[Exercise requirements]:
Copy the data from the line that contains "hair shown in the photo above." to its last line, exactly, including both of those lines and leaving out everything before.

[Excerpted data]:
====

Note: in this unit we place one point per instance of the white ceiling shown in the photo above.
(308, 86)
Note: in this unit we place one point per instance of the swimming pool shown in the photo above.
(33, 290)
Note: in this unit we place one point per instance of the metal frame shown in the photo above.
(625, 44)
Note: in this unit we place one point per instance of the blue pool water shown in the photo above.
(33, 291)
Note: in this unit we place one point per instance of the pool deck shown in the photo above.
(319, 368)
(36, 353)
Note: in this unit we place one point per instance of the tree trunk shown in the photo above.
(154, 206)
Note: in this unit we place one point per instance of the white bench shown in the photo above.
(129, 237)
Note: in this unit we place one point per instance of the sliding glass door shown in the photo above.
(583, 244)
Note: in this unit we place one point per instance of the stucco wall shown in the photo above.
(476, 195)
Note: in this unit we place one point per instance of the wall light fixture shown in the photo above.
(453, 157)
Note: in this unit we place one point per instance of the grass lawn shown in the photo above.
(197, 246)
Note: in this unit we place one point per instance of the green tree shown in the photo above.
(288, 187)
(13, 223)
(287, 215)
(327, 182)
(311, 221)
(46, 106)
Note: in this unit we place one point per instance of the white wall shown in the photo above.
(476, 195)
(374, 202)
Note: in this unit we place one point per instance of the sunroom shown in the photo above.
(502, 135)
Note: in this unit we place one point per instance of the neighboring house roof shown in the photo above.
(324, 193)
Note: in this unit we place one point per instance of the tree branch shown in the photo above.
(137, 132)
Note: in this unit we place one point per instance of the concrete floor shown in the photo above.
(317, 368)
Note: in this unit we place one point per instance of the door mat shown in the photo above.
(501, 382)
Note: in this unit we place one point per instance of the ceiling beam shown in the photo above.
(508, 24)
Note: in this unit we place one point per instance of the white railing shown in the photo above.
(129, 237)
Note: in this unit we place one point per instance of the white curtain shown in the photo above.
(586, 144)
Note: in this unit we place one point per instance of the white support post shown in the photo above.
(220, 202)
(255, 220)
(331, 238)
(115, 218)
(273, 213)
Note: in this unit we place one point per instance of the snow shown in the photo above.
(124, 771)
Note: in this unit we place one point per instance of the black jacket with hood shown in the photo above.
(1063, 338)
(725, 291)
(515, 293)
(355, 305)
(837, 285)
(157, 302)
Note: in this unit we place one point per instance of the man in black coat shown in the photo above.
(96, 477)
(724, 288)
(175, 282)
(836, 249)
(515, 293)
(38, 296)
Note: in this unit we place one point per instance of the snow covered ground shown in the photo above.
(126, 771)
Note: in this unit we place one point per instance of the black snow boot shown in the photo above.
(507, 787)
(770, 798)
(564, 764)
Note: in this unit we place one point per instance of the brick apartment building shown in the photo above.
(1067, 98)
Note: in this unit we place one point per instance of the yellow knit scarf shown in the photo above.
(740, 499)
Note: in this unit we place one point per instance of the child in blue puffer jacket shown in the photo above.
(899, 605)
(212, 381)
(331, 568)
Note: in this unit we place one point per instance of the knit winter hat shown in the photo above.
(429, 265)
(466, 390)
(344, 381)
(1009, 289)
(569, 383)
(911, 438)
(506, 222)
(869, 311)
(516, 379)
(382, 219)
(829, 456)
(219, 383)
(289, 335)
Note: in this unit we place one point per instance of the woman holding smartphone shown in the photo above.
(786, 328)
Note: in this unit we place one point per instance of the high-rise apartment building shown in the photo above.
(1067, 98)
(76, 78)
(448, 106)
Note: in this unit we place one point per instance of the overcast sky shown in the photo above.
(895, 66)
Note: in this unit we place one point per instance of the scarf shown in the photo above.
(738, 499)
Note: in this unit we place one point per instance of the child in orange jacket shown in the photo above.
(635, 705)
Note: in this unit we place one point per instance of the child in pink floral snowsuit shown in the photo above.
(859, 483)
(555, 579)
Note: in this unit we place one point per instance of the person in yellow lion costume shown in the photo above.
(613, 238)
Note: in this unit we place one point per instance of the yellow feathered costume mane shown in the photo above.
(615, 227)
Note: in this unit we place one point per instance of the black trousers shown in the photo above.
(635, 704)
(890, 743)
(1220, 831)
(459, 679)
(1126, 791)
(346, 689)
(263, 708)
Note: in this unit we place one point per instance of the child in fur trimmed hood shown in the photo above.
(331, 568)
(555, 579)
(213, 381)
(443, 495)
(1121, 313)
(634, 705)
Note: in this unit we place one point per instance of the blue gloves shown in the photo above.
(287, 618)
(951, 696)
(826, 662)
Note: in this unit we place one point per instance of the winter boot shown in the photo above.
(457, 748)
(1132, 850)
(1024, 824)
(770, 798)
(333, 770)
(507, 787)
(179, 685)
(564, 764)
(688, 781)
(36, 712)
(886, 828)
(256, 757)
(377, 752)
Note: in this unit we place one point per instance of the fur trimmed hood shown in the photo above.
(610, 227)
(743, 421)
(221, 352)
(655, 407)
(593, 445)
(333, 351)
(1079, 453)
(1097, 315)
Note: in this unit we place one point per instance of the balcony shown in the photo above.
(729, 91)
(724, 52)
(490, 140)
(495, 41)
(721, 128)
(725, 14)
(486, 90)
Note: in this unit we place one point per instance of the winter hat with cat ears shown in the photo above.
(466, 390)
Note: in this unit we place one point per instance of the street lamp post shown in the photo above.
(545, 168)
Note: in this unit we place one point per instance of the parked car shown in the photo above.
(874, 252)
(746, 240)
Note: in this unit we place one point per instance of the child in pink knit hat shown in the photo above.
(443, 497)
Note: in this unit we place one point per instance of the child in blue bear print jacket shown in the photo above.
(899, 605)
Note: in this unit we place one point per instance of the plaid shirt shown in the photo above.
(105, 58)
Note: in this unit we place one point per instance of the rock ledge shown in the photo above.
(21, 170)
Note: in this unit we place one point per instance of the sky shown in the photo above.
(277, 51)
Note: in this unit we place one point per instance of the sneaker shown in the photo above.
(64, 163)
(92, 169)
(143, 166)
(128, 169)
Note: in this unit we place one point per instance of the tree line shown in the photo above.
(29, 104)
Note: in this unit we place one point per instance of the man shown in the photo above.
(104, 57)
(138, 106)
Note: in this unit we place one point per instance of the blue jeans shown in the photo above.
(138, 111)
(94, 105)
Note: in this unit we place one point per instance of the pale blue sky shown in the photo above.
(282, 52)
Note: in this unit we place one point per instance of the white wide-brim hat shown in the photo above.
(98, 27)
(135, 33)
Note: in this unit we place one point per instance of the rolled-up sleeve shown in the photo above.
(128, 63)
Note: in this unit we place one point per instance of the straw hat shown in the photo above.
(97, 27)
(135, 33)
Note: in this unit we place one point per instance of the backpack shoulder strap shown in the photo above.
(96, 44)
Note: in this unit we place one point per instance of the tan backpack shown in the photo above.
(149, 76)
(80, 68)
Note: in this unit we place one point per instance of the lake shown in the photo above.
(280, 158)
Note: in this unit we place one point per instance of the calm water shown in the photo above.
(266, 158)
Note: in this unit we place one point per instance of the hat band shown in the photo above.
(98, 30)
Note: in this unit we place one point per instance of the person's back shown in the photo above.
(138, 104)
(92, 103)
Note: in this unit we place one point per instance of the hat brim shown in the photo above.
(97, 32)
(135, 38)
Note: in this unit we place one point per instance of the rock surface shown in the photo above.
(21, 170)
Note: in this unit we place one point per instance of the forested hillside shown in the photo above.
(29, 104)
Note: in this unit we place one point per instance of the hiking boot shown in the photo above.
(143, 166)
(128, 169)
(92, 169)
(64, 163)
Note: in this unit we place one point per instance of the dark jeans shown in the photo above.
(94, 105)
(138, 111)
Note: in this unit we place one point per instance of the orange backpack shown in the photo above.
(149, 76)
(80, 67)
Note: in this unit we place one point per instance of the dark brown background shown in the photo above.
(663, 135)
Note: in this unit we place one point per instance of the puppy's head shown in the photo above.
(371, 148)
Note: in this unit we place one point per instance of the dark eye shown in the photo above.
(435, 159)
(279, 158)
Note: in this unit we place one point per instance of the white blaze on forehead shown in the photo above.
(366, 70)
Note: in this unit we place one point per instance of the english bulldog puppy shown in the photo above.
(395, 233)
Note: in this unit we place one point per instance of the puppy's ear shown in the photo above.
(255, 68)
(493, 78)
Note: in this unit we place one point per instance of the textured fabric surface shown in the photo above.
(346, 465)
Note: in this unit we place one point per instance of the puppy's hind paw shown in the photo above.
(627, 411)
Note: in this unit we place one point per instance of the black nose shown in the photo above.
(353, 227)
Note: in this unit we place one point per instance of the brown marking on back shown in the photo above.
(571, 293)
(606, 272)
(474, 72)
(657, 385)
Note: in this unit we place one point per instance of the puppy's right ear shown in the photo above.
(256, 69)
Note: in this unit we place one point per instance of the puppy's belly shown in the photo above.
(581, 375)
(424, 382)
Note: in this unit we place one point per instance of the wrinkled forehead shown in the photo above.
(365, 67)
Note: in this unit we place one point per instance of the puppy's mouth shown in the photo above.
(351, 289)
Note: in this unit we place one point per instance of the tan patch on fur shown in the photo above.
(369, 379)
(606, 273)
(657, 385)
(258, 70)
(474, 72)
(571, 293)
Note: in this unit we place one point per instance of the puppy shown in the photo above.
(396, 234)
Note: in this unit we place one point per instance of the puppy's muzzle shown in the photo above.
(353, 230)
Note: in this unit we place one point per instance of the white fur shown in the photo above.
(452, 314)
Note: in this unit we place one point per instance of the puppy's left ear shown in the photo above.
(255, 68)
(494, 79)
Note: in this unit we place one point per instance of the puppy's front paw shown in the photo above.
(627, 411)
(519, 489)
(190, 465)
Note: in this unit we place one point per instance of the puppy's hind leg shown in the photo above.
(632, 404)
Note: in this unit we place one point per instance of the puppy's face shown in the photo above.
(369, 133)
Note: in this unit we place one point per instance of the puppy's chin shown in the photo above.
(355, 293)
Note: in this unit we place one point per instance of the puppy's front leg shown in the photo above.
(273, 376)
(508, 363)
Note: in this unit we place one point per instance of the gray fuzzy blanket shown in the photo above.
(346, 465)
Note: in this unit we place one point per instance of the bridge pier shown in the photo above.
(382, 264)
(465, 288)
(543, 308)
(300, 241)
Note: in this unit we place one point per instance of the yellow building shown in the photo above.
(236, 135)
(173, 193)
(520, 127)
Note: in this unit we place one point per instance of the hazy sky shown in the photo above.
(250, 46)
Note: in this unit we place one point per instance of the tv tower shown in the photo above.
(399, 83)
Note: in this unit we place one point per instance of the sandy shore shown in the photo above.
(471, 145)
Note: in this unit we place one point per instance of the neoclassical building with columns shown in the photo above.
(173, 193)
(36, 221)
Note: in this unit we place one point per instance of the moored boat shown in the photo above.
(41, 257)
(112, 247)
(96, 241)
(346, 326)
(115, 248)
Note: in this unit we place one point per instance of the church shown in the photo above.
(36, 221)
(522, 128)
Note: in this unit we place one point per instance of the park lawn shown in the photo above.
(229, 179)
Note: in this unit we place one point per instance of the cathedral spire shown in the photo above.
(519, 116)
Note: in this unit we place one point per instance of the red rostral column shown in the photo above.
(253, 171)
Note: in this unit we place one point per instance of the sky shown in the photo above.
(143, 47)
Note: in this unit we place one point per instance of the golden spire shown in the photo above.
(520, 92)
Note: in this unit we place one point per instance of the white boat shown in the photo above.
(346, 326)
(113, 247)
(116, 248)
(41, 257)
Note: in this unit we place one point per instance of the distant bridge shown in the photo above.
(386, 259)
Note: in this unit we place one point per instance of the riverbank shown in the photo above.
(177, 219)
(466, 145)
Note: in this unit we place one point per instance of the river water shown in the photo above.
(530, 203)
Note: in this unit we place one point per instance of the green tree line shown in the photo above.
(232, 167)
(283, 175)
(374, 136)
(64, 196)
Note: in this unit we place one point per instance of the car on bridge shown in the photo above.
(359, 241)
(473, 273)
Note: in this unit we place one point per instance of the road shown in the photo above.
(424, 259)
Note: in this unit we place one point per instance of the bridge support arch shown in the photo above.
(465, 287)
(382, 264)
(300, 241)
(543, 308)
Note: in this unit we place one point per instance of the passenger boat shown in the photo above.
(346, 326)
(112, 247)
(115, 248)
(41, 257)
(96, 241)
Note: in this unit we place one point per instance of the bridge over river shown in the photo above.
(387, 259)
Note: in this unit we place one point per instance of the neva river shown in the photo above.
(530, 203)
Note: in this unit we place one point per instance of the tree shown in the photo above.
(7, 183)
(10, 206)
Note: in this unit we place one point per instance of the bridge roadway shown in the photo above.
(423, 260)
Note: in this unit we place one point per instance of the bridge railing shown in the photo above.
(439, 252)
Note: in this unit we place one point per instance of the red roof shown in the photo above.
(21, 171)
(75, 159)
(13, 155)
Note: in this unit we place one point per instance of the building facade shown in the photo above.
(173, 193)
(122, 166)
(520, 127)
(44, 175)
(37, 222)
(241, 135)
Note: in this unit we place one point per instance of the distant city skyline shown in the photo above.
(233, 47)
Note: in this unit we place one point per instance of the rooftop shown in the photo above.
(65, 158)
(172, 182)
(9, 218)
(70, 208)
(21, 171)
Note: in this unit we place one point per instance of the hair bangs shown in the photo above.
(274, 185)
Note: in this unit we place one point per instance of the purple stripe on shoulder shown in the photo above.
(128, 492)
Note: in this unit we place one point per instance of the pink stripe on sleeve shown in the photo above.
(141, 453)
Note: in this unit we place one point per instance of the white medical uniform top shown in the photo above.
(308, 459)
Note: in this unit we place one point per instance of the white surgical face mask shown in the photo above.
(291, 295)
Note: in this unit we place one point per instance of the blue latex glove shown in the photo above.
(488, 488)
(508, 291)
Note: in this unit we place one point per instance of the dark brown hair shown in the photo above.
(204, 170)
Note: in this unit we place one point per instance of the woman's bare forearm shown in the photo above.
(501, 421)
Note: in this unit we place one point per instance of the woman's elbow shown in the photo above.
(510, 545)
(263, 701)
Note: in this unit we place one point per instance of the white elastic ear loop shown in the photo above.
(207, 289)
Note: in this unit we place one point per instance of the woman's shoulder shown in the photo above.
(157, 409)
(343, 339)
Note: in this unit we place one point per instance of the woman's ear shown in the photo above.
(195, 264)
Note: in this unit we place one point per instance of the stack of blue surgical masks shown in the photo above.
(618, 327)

====

[Solution to the problem]:
Note: in this unit we place one point per instance of the dark brown hair shown in the photo above.
(204, 170)
Note: in this unit we place one point per instance of the woman's bare forearm shown in the photo above.
(501, 421)
Note: in this unit we place one point per instance of the woman's elbow shown in the photo above.
(510, 545)
(263, 701)
Note: in this unit we place one point per instance of the white elastic ear loop shown in the photo above.
(207, 289)
Note: in this unit we place one point per instance of the woman's shoulder shown in the photo above.
(157, 409)
(343, 339)
Note: in this unit we place one point per instance of the woman's ear shown in the photo above.
(195, 264)
Note: in this unit we place one point per instance of the stack of blue surgical masks shown in the photo above.
(618, 327)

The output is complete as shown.